**What the task asks:** Swap "rusty metal surface" for "corroded metal surface" in the entries from the line containing "spoke in the photo above." through the end of the entries, inclusive. Give those lines again with nothing else changed.

>> Start Data in this exercise

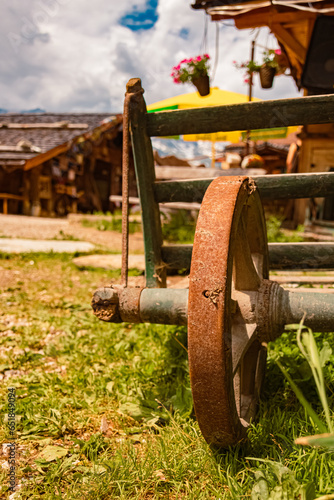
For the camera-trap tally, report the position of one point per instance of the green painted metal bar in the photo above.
(271, 187)
(319, 309)
(301, 255)
(253, 115)
(145, 173)
(167, 306)
(170, 306)
(281, 256)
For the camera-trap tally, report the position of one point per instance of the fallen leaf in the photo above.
(104, 425)
(51, 453)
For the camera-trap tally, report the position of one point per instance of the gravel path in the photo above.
(42, 228)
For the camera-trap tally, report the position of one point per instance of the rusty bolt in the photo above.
(105, 304)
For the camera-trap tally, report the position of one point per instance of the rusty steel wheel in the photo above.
(229, 261)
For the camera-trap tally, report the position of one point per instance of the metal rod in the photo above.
(125, 191)
(271, 187)
(166, 306)
(281, 256)
(319, 310)
(170, 306)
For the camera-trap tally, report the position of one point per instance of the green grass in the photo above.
(71, 370)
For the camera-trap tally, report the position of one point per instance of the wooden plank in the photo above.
(41, 126)
(281, 256)
(271, 187)
(164, 173)
(252, 115)
(290, 41)
(264, 17)
(144, 167)
(43, 157)
(181, 205)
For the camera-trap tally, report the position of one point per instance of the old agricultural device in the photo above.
(231, 307)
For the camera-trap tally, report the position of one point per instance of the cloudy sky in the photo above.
(77, 55)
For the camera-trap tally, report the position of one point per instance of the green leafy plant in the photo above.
(270, 58)
(316, 361)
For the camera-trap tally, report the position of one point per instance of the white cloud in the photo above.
(71, 55)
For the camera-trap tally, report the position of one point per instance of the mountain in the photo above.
(199, 152)
(36, 110)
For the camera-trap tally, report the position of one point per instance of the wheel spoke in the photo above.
(245, 275)
(243, 335)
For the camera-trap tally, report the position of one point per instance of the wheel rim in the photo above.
(226, 360)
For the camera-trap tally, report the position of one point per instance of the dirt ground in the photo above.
(40, 228)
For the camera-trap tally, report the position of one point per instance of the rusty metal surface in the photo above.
(105, 304)
(129, 304)
(230, 234)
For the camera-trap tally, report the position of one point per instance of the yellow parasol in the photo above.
(217, 97)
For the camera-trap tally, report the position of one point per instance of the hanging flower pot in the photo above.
(267, 74)
(202, 83)
(195, 71)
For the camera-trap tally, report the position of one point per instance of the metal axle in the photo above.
(271, 307)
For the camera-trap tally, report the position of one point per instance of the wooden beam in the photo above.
(265, 17)
(43, 157)
(56, 125)
(253, 115)
(271, 187)
(289, 41)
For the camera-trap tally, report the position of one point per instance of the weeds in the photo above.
(105, 411)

>> End Data in this exercise

**Written solution:**
For the camera-trap tally, report the position of one point per instance of the wheel spoke in the photo above.
(245, 275)
(243, 335)
For the camera-trap tally, report the position of one point per instance of the wheel rim in the photo above.
(226, 360)
For the camera-trap tally, report the position of one point per instance of the dirt ground in the photo above.
(40, 228)
For the camera-trap tally, report the position of one point per instance of the corroded metal surface in the photo above.
(105, 304)
(129, 304)
(230, 234)
For the camera-trap tally, report the position of one point per instance of the yellow parasol in the photo above.
(217, 97)
For the camera-trap tally, report the position of one point per instance of the hanging flower pot in the photo above.
(267, 74)
(202, 83)
(195, 71)
For the camera-trap tally, report the position of one point per instance of the metal axle in the photo above.
(271, 307)
For the camera-trap tally, report the position of one point per instance of the wooden beam in the photo above.
(265, 17)
(43, 157)
(56, 125)
(253, 115)
(271, 187)
(289, 41)
For the camera-trap tally, report the position of one point per instance of the weeds in the photo above.
(105, 411)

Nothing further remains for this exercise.